What is being asked
Copy the items from the start up to and including the line with "[25, 25, 576, 399]", requests included, and raise each coordinate in the answer bounding boxes by 14.

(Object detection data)
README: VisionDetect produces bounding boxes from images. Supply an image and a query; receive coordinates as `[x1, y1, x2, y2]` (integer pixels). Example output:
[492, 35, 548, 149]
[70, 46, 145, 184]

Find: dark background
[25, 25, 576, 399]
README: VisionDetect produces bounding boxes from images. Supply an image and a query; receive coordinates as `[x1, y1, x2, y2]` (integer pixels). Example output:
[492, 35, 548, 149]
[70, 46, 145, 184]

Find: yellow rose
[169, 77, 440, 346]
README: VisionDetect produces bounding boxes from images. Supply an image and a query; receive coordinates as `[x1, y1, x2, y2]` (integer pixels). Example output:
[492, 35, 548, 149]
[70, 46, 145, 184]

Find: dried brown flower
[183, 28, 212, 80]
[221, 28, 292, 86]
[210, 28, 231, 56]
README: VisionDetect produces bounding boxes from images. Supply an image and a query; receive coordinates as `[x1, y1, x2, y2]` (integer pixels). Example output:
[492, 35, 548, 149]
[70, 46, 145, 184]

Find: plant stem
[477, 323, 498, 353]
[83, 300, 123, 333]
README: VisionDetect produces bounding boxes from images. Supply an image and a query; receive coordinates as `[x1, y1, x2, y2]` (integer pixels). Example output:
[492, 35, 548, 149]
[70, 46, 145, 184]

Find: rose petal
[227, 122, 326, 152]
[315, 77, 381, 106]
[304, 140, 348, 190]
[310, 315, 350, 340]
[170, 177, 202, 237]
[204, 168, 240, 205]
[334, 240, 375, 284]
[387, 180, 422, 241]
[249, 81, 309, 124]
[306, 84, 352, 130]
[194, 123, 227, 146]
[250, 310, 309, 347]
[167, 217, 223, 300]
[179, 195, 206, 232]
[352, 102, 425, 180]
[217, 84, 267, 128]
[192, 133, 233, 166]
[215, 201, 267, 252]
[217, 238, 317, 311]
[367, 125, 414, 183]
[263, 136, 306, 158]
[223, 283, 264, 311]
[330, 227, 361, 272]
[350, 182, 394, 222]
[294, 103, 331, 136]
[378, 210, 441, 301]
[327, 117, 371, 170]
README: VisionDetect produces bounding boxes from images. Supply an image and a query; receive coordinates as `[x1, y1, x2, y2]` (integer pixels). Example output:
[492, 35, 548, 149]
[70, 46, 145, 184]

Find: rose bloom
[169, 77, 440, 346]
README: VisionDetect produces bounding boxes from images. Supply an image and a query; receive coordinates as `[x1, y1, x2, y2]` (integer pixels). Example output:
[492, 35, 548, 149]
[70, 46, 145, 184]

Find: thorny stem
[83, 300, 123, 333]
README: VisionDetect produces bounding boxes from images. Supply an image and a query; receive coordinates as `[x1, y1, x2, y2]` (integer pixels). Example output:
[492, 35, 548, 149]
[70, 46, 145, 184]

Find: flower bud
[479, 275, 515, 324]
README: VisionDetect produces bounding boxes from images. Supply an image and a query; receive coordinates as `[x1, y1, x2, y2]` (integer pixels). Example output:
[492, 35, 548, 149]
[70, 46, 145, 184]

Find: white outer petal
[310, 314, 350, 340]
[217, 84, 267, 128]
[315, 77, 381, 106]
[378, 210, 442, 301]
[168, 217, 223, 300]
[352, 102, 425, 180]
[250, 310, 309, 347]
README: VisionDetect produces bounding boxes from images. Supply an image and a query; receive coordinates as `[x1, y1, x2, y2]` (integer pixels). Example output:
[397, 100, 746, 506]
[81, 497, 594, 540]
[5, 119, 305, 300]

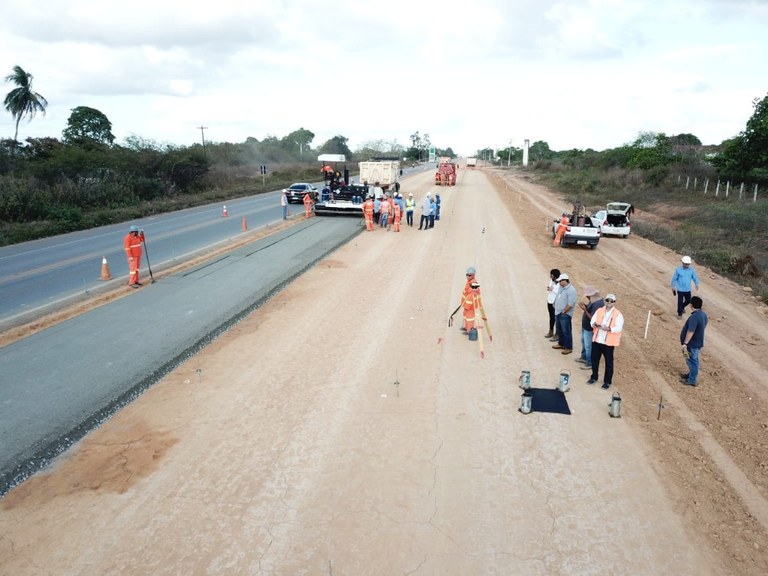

Reply to the exercise
README: VisionDetect produces bounding boxes from images. Supply an image and a query; receive coordinates as `[x1, y1, x2, y2]` (integer pixels). Example output:
[492, 35, 548, 149]
[70, 46, 145, 184]

Find: dark background
[39, 39, 590, 413]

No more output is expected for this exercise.